Excerpted text:
[Start of section]
Ever start a difficult conversation with your spouse feeling clear as a bell at the beginning and then find yourself muddled and confused by the end? It’s a phenomenon I see almost daily in my work with couples.
Tracy and Charles had been married 18 years when they came in to see me. They were both feeling disconnected and they found themselves fighting more and more of late. They were both feeling on the hopeless side and wondered if they were going to make it. In their first session they told me about their most recent argument.
Tracy had just initiated a conversation about what to do about a serious issue with one of their 3 children, when the little one came in and interrupted them. When she left 2 minutes later, Charles, a busy executive, looked at his watch and told Tracy he needed to go do some work upstairs in his office. He got up and left the room. Tracy was incensed, and she followed him to point out what he’d just done. Charles “didn’t get it” and began explaining to her why he had to go upstairs. He had a vacation to plan for the 2 of them, and he had something to research for his mother.
She had already been thinking about how Charles would either “forget” about a lot of their talks, or how he “wouldn’t get it” when she’d explain an issue over and over and over. It was like a slow drip torture. Tracy felt both angry and crazy – a tough combination.
When she confronted him about his “forgetfulness” this time (he “forgot” they were having an important discussion), Charles – predictably – “didn’t get it”. She left the conversation – like she left many of them – feeling confused and frustrated, not having any idea where it had gone awry.
Tracy had tried to stay on topic, but Charles just kept repeating and adding detail to explain why he’d had to go upstairs…It was getting late…He had to get up early to make it to the gym…He really wanted to work on planning their vacation because in his very busy executive life there was very little fun to look forward to. He kept emphasizing that this was the only fun thing in his day, and that it was a vacation for the two of them for Christ sake! He didn’t say it but what he was communicating was what- more-do-you-want-from-me?
No matter how much Tracy tried to make him understand, he just “couldn’t see it”. Before she knew it she was arguing about everything from how he managed his time to how his busy schedule wasn’t her problem to how little fun he was having in his life. It wasn’t too long before Tracy was screaming at Charles about how she didn’t even WANT to go on the vacation with him!
Tracy was angry, but at this point, she was also lost and confused. Having grown up in a family who “didn’t get” that her mother was a raging alcoholic, Tracy was prone to thinking that perhaps her perceptions were incorrect – that perhaps she was just making too much of things. Should she feel bad for him? She knew how busy he was and how hard he worked. Was she being a “bitch”? But this happened so often!
Among systems therapists, this common pattern in marriage is known as the family projection process with a rigid triangulation pattern complicated by the invisible, emotional, multi-generational transmission progression. Among lay people it’s known as picking fly shit out of pepper.
[End of section]
Task item A: From the passage about Tracy and Charles, print everything between "Ever start a" and "most recent argument.", inclusive.
Task item B: In the passage about Tracy and Charles, how long had the couple been married when they came in for counseling?
Task item C: Pick up the passage about Tracy and Charles where it ends and keep writing it.
The lines that come after the passage about Tracy and Charles have no connection to it.

Given data:
[Start of section]
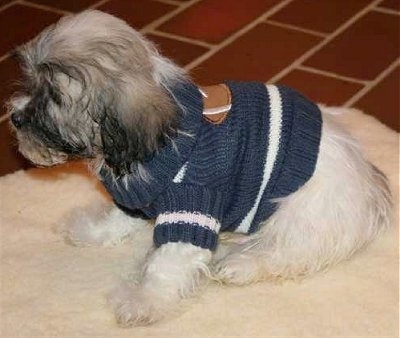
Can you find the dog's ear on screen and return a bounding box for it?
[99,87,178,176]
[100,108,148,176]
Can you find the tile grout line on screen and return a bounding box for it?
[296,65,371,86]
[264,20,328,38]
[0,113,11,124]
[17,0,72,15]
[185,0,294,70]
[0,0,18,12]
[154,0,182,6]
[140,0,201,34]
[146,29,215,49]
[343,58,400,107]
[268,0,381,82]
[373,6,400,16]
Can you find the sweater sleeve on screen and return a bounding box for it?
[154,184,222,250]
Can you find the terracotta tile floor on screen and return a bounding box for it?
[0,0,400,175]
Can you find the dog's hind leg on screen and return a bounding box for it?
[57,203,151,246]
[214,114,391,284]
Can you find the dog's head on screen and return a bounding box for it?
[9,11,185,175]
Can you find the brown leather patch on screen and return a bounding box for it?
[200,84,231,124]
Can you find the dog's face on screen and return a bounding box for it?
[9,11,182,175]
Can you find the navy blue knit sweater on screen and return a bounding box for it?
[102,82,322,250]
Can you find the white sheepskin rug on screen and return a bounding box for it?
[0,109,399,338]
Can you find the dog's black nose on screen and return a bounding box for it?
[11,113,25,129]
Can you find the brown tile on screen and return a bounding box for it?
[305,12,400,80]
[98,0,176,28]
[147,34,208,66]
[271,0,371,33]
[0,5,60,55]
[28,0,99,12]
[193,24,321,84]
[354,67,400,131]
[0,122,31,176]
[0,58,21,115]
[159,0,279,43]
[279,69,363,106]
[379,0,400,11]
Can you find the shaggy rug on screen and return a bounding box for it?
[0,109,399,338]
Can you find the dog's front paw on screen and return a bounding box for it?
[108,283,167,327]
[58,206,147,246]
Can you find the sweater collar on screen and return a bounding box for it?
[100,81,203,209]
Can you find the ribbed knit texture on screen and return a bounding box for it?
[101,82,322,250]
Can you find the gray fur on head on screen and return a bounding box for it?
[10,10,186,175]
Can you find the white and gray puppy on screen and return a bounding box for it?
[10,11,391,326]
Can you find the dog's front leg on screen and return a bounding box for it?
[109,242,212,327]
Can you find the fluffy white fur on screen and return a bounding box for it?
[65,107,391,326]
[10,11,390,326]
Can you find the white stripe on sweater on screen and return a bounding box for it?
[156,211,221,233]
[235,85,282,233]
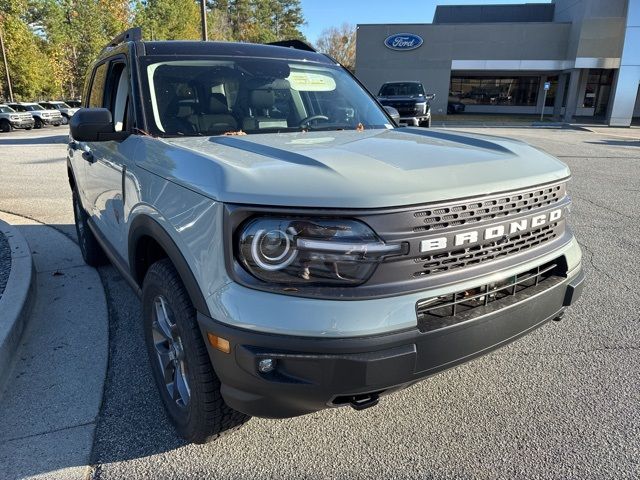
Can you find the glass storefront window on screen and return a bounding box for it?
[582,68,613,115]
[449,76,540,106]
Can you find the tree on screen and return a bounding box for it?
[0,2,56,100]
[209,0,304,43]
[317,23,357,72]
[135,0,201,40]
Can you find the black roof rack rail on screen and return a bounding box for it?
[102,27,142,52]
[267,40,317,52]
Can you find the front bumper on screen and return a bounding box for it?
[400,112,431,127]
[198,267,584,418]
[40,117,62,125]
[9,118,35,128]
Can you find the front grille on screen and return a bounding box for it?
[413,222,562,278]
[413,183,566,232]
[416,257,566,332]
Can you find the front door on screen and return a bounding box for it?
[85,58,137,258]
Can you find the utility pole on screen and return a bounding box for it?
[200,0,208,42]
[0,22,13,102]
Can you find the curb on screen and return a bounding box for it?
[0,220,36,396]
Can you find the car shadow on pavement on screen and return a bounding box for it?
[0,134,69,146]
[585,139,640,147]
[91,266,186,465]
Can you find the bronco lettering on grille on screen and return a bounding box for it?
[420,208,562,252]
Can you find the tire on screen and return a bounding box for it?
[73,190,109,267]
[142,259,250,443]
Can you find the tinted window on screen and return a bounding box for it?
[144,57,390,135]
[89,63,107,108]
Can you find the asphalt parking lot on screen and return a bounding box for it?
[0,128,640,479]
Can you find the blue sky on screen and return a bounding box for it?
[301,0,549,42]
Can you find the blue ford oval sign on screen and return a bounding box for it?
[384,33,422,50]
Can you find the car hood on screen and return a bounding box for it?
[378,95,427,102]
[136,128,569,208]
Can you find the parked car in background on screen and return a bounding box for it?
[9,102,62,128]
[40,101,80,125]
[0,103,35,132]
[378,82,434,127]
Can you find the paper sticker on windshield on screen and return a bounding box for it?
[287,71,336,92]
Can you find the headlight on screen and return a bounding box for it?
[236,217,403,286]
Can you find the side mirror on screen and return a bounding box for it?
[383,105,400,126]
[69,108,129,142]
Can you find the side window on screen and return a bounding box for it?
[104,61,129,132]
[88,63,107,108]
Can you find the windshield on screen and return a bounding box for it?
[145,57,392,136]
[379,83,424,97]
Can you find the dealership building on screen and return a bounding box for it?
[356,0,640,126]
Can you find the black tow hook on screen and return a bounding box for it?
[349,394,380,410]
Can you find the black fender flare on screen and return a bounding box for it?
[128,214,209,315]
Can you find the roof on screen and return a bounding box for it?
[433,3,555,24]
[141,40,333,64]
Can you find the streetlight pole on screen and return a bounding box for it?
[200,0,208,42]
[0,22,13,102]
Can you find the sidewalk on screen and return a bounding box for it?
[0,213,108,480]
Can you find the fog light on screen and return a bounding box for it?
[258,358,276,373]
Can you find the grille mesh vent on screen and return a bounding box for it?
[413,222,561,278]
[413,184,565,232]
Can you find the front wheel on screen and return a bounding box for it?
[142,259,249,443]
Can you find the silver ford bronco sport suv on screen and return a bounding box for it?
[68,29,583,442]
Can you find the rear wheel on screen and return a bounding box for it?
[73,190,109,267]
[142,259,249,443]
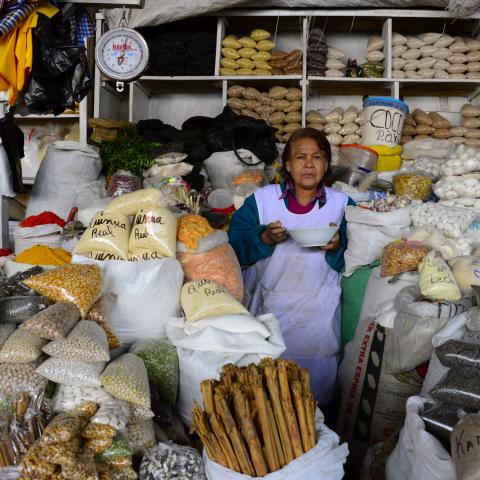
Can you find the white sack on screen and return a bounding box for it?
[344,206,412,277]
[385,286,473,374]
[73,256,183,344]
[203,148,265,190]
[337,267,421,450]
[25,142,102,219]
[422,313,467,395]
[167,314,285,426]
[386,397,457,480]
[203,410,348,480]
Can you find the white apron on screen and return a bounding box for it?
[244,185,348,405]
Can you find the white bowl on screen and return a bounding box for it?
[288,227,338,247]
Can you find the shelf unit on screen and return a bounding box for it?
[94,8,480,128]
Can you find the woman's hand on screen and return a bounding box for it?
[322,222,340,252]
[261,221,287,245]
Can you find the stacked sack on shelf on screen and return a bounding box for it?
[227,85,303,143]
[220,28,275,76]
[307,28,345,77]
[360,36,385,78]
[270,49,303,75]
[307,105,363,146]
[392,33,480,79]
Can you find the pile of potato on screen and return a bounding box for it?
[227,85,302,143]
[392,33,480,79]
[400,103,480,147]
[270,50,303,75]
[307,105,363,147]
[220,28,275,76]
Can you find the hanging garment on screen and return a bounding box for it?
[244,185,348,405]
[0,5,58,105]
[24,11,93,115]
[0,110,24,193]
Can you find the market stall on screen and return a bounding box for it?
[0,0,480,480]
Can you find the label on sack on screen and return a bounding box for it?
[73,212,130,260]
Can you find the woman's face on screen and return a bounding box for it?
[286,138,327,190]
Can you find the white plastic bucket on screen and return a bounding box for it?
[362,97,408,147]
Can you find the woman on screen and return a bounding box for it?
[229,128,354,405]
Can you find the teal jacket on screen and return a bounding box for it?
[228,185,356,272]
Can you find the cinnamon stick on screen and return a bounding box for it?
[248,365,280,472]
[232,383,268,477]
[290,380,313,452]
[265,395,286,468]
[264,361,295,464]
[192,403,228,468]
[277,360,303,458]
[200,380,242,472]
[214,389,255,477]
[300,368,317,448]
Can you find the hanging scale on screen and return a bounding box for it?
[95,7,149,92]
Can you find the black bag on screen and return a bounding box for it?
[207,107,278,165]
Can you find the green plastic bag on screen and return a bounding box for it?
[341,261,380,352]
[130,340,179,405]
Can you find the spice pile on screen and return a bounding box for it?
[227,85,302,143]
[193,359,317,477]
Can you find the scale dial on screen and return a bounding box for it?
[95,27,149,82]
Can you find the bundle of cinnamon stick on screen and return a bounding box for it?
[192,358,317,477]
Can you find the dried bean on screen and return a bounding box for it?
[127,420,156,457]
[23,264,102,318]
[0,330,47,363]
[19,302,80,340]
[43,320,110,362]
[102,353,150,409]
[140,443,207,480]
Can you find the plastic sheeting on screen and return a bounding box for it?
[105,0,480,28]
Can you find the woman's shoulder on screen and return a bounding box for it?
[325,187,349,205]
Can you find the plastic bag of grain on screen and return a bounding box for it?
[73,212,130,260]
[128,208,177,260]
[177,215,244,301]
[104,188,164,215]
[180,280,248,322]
[End of section]
[Start of section]
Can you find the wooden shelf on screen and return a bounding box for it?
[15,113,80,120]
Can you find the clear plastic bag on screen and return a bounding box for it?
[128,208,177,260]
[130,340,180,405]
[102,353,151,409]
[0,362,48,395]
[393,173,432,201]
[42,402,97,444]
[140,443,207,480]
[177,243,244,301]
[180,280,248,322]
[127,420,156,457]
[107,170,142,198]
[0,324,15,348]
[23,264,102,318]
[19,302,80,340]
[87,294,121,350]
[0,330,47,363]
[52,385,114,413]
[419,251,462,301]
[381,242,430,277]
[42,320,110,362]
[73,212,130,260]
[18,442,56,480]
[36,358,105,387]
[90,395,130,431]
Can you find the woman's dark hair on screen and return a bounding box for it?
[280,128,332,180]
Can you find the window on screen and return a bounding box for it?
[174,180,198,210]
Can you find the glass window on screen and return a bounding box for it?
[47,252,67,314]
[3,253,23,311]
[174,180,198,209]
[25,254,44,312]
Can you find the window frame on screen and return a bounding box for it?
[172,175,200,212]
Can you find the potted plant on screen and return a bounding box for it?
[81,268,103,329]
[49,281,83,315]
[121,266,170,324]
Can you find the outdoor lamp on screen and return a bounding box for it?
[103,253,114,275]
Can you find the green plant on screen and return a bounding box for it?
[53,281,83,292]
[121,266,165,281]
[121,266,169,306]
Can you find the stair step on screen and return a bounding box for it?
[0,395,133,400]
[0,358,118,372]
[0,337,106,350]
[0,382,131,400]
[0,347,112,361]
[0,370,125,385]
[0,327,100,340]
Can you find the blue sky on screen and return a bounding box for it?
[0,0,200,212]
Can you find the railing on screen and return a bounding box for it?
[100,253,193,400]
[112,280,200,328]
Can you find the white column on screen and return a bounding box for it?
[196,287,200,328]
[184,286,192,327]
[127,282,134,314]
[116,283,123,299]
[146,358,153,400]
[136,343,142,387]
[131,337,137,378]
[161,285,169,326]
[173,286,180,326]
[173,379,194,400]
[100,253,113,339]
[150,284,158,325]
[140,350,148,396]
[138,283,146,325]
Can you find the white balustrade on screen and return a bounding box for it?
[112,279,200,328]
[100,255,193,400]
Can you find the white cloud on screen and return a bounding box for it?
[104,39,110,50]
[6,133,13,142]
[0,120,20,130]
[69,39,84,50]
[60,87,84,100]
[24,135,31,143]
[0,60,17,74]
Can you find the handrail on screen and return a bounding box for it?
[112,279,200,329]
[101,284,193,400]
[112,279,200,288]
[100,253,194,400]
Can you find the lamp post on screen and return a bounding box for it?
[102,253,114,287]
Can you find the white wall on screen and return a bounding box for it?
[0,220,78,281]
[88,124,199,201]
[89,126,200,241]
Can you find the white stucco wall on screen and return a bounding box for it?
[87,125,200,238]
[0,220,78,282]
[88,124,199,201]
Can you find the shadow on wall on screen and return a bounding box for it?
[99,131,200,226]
[End of section]
[Start of section]
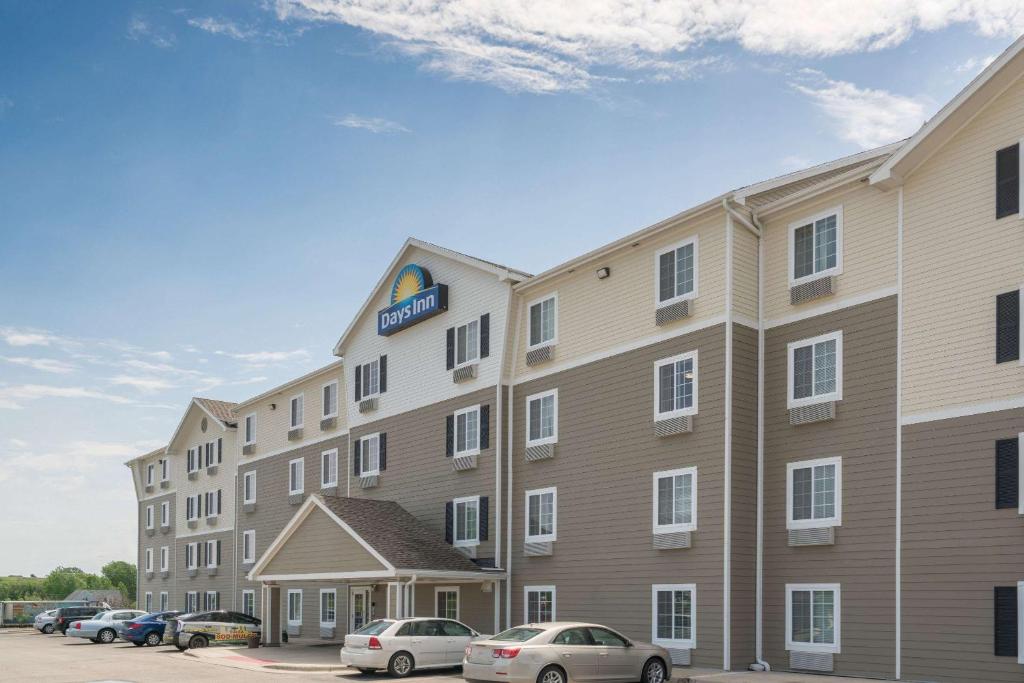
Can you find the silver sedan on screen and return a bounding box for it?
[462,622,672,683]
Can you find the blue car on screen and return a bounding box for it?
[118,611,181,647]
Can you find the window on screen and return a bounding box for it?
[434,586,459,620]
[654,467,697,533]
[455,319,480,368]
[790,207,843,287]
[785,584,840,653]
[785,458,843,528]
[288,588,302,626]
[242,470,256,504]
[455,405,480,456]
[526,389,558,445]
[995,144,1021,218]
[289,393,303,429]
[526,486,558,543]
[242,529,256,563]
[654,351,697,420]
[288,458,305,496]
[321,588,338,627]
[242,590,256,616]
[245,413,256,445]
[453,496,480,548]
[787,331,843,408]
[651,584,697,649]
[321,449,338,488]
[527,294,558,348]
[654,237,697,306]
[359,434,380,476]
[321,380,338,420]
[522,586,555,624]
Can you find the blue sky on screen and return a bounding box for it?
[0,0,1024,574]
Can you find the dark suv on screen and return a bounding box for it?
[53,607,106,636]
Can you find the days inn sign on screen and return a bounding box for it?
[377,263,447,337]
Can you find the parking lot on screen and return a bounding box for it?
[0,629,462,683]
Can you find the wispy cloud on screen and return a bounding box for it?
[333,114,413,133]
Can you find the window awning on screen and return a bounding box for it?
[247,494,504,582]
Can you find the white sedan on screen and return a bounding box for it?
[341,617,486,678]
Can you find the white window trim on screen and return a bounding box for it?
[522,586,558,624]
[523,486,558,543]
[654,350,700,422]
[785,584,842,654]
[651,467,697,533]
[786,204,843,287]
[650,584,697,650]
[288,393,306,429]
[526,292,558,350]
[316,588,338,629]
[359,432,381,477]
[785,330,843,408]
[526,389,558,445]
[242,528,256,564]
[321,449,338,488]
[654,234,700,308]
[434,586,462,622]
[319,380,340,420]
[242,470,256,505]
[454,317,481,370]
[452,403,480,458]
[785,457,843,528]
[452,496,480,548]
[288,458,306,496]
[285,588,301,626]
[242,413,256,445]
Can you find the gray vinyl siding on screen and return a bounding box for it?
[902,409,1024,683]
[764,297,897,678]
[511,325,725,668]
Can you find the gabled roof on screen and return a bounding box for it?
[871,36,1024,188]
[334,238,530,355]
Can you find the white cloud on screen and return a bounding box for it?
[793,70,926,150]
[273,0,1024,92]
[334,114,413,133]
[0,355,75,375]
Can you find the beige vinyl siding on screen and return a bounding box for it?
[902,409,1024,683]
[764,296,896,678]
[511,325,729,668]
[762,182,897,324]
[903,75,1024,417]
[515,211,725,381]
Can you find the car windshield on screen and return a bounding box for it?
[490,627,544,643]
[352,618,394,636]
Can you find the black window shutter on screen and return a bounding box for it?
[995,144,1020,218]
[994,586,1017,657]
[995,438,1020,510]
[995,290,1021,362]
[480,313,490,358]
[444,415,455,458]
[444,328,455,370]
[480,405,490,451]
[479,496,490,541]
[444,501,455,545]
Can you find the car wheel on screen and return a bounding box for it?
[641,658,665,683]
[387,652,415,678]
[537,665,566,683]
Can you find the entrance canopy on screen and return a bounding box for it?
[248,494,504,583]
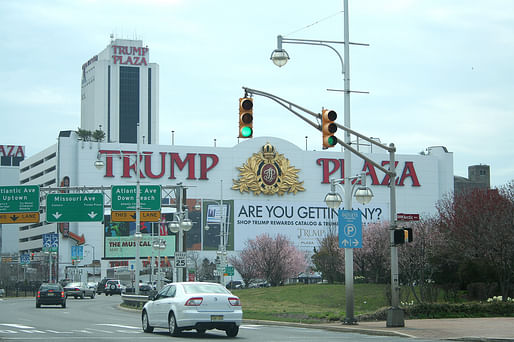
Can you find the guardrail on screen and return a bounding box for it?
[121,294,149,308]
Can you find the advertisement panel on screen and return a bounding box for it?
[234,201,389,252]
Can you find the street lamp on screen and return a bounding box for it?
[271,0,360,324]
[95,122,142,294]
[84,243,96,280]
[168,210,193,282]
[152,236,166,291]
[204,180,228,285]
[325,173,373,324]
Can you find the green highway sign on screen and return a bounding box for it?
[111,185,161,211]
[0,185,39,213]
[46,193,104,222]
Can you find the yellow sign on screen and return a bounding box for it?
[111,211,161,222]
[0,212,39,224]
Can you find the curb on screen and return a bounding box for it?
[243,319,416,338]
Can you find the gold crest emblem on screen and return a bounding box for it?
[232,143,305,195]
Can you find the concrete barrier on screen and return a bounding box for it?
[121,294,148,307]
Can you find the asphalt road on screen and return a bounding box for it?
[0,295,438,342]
[End of section]
Task answer A:
Ever start a difficult conversation with your spouse feeling clear as a bell at the beginning and then find yourself muddled and confused by the end? It’s a phenomenon I see almost daily in my work with couples.
Tracy and Charles had been married 18 years when they came in to see me. They were both feeling disconnected and they found themselves fighting more and more of late. They were both feeling on the hopeless side and wondered if they were going to make it. In their first session they told me about their most recent argument.

Task answer B: 18 years.

Task answer C:
Picking fly shit out of pepper means getting lost in a sea of little flecks while either missing or ignoring the big, stinking, mountain-of-a-pile of shit no one wants to deal with. With just the flick of a wand, Charles would move their conversations away from personal accountability into a sea of oblivion. His ability to dodge personal responsibility came easily to him. It was automatic, in fact. He didn’t have to think about it. When Tracy began to think about it – about what was really happening between them – things began to change.
In our first session, Tracy began to wonder, Why does he seem to “get it” at work but not at home? Charles held a high paying job that required he remember and understand complicated relationship dynamics. He was in charge of 90 employees and several complicated contracts. If he was this “forgetful” or thick minded at work he’d never have been able to keep his job! It didn’t make sense. Tracy started wondering in a new way what was going on.
Very quickly, she was able to shift from the misery of not trusting her own perceptions to taking them seriously by measuring them against the facts – facts like how Charles had to be sophisticated at work but could be a dunce at home. The more she reflected, the more facts emerged.
The systematic ways in which her family of origin trained her not to know what she knew became apparent. Her father played dumb and so did her sibs. When confronted directly, they got defensive, used guilt, and then gave her the silent treatment. Tracy was stunned when she saw clearly that Charles was doing the same thing.
The big, stinking, mountain-of-a-pile of shit had now been revealed. No more picking fly shit out of pepper. Tracy boldly got herself together and determinedly worked to not go blind to what was right in front of her. The clock had finally run out for Charles. The tables had turned. She wanted Charles to get his “shit” together and she wasn’t going to stick around for anything less.